Kiddushin bli Aveira

Text file
 
     Most of the issues raised in the opening discussion of the gemara will be discussed separately and more extensively later in the rest of this and the next perek, so we will limit this week's shiur to several points which will be further developed later.
 
     There are four rules in the mishna:
 
A. "Yesh kiddushin ve-ein aveira."  These are cases where there is no psul.  The question involves the familial identity of the child.  "Ha-vlad holekh achar ha-zakhar" - A child belongs to his father's family.  Rashi makes this interpretation clear by quoting the source - "le-mishpechotam le-veit avotam" - "according to their families and their fathers' houses."  A family is equivalent to "beit av," one's father's house.  It should be noted that this verse does not refer to the laws of yuchsin per se.  The context is the census taken at the beginning of sefer Bamidbar.  Both the general census of the Jews and the separate one of the Levi'im are done "le-mishpechotam le-veit avotam."  The verse basically defines family, tribe, and household and we simply apply it to the identity of kohen, levi and yisrael, which are understood to be questions of family identity.  It is therefore no surprise that the gemara (Bava Batra 109b) derives the rule that inheritance remains within the father's family from the same verse - since inheritance is defined by family and family means beit av, only the father's house can inherit the property.  (See also Nazir 49a for another application of this principle).
 
     The gemara points out that there appears to be an exception to the rule of the mishna.  A ger is permitted, according to R. Yehuda, to marry a mamzeret (hence, ein aveira ve-yesh kiddushin); yet the child is a mamzer like her.  The gemara's answer is either to assign the mishna to R. Yossi, who prohibits the marriage of a ger and a mamzeret (hence removing this case from the first rule of the mishna), or to claim that the mishna itself refers obliquely to this exception.  The gemara then proceeds to utilize this method of explaining the mishna - that the enumeration of examples implies that other cases which appear to meet the rule are in fact exceptions - a number of times (67a).  Although this accounts for the language of the mishna, it undoubtedly strikes you as strange that the mishna promulgates a rule which doesn't appear to be intrinsically correct.  However, our understanding of the rule clears this up.  The first rule, phrased as "yesh kiddushin ve-ein aveira" is meant to give the rule for familial identity.  That is not the question in the case of a ger who married a mamzeret - mamzeirut is a personal status, not a family identity.  (Whether ger is a status, and what sort it is, will be discussed in the fourth perek).  In order that the language of the mishna be technically correct, the gemara has to account for ger-mamzeret, but in principle, the first rule, relating to normal marriages without any special psul, is inclusive and complete, and a mamzeret, even when married to a ger, clearly does not belong in this category.

WHAT YOU NEED TO DO ▸ Carry the shiur on kiddushin forward from its last sentence. The lines that come next have nothing to do with the shiur on kiddushin.

SOURCE EXCERPT ▸
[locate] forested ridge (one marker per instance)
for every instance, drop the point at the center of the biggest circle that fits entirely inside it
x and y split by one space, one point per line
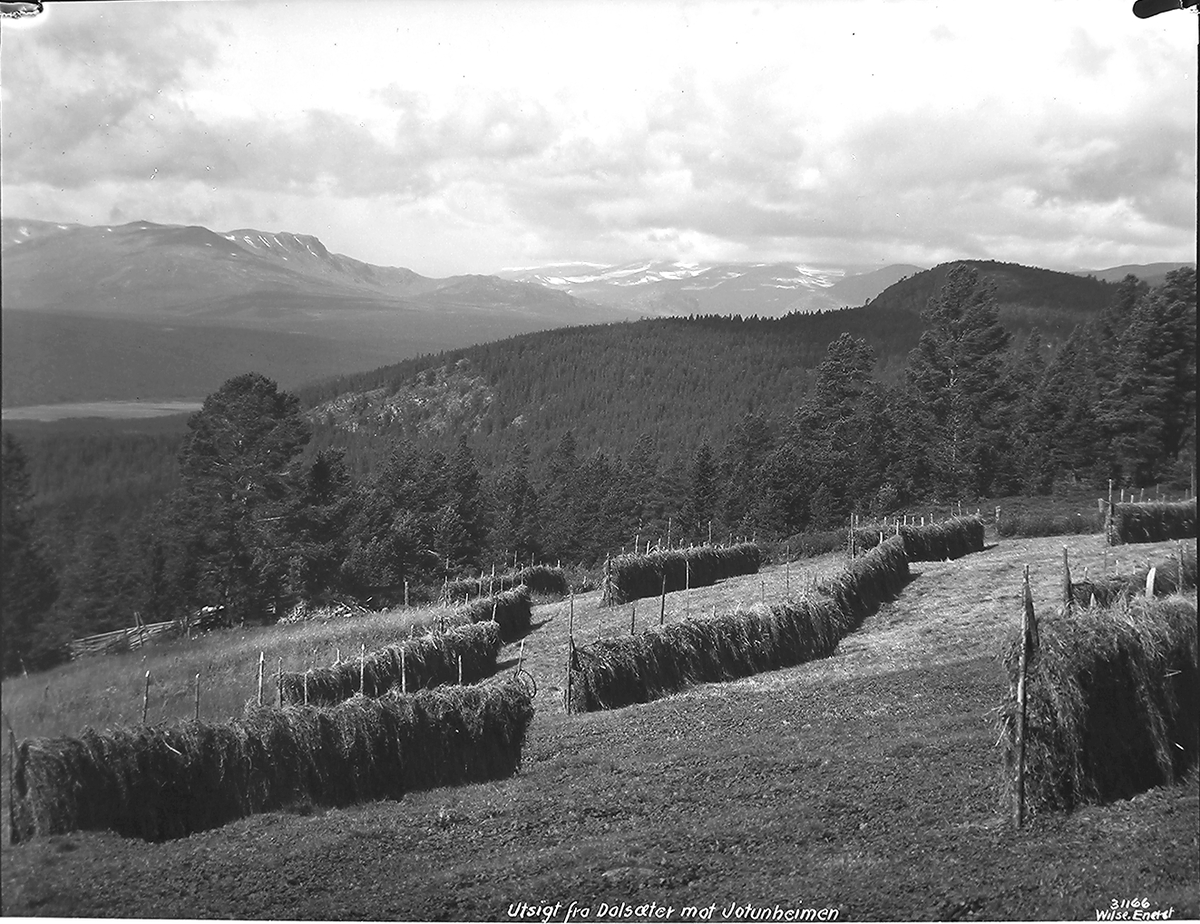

THE ANSWER ▸
 
2.  "Yesh kiddushin ve-yesh aveira."  The child assumes the status of the disqualified parent (holekh achar ha-pagum).  In the case of one parent who is a mamzer, this simply means that the status is hereditary.  The child of a mamzer or a mamzeret is a mamzer.  The principle - yesh kiddushin ve-yesh aveira - means that we are dealing with a disqualification (yesh aveira) but not a total exclusion of the individual from marriage (yesh kiddushin).  Hence, once the technical textual question is solved by the gemara, we understand that the child of a ger-mamzeret union is a mamzer.  The union is in fact permitted according to R. Yehuda ("ein aveira"), but the real principle meant to be invoked by the phrase "yesh aveira" is that there be a disqualification in one of the parents - psulei kahal - the mamzeret is "assur" - although this prohibition doesn't apply to a ger.  Since the mamzerut of the child is not a result of the TRANSGRESSION of his parents (that is the next principle in the mishna) but is a result of HEREDITY, a ger-mamzeret union results in mamzerut as well.
 
     The problem with this rule is in the first set of examples.  A kohen-divorcee union results in challal.  This is called "ha-vlad holekh achar ha-pagum."  This appears to be a case, not of heredity - the child is not a garush, but of transgression.  It is generally assumed that the aveira of the kohen is the cause of the child's status.  Should this be called "holekh achar ha-pagum?"  Does the child "follow," ("follow" refers to the transmission of a psul, whereas here there appears to be the generation of a psul) i.e., assume the status of the disqualified parent?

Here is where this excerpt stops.